**Texte source:**
────────

Malines l’enrôla pour 235.498 euros. Preud’homme disputa son dernier match sous le maillot du Standard le 20 avril 1986, contre le RWDM : "J’avais attendu un geste du club que j’avais servi pendant neuf ans. Ce geste, le club ne l’a pas posé. Mes partenaires s’étaient cotisés pour m’offrir un seau à champagne. Jean-Marie Defourny m’avait invité au restaurant, mais à titre privé. Seuls les remerciements des supporters me mirent du baume au cœur. J’étais déçu de quitter Liège, déçu que le Standard m’ait préféré Bodart. Mais en débarquant à Malines, j’ai pris conscience que la Cité Ardente n’était pas le centre du monde. Comme tout Liégeois, je l’avais cru longtemps."
"Superstitieux, moi ?"
L’incroyable rituel d’un obsédé perfectionniste du détail.
L’avion qu doit emmener la délégation du KV Malines à Bergame, où l’équipe va disputer une demi-finale retour de Coupe d’Europe, fait vrombir ses moteurs. Preud’homme, qui déteste l’avion, affecte la décontraction.

────────

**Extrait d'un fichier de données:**
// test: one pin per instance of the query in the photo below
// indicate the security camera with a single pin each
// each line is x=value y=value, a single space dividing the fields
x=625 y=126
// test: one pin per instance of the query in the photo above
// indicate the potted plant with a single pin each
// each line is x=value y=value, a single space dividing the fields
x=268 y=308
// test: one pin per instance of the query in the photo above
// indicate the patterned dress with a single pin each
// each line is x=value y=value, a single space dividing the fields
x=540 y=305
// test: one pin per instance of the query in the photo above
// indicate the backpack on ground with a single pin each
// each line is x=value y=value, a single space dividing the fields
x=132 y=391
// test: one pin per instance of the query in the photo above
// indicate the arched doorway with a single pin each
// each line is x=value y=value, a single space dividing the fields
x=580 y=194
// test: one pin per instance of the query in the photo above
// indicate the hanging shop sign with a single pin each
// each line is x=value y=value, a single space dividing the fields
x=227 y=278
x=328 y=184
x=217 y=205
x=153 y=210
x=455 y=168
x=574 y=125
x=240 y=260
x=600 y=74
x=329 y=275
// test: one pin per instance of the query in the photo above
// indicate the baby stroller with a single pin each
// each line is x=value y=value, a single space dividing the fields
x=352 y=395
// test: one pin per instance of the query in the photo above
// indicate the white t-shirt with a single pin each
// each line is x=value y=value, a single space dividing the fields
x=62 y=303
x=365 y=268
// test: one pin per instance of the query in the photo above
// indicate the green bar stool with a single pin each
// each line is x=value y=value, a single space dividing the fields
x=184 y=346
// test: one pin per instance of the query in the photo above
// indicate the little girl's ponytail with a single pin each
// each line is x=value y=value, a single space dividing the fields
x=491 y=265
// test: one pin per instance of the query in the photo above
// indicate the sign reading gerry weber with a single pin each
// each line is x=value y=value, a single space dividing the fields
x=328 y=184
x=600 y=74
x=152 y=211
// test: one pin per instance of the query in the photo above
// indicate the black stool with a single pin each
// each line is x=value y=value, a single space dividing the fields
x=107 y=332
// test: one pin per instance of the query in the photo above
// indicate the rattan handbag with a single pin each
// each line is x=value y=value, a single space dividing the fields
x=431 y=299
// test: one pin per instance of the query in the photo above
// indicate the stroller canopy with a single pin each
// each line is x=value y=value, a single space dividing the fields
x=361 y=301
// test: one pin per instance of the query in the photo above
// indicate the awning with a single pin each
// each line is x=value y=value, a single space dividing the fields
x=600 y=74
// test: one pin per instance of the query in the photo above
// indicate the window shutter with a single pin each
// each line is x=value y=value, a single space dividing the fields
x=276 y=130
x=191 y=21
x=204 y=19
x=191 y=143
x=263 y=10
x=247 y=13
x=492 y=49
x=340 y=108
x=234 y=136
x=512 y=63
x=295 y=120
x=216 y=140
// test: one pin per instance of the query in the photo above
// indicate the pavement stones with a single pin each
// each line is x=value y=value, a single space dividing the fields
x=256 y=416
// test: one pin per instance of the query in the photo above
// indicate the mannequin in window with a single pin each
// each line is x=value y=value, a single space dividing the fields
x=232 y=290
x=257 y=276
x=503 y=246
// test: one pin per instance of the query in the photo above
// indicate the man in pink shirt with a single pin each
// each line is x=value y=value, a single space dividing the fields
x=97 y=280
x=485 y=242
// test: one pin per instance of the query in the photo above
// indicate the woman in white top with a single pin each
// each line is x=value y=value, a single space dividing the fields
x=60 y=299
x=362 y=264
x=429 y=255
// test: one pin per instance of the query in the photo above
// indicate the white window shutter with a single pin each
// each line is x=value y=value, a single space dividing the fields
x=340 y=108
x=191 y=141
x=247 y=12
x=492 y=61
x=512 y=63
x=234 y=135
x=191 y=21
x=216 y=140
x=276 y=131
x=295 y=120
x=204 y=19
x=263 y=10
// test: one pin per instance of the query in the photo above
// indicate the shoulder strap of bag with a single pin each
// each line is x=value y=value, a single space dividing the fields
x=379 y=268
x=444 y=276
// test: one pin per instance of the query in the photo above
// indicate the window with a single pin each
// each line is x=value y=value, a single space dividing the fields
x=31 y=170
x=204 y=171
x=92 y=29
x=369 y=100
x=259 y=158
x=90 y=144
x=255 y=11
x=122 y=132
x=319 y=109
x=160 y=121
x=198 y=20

────────

**Travail à faire:** Rédigez la suite du texte consacré à Preud'homme en reprenant juste après sa dernière phrase.

**Résultat attendu:**
Sous l’œil amusé de Clijsters, il a joué un petit tour à Pascal De Wilde. Soudain, ses sourcils se froncent : un intrus occupe sa place tacitement réservée, au deuxième rang à droite, près du couloir. Contrarié, déjà irrité, Preud’homme, d’un geste sec, intime à Geert Deferm l’ordre de décamper. Ce dernier refuse d’obtempérer. Un orage menace : Deferm a transgressé un rite.
Les joueurs, qui ont tous reconstitué la mosaïque habituelle des places, se gardent d’intervenir. Preud’homme cède : le visage fermé, il s’installe ailleurs et se mure dans un silence maussade.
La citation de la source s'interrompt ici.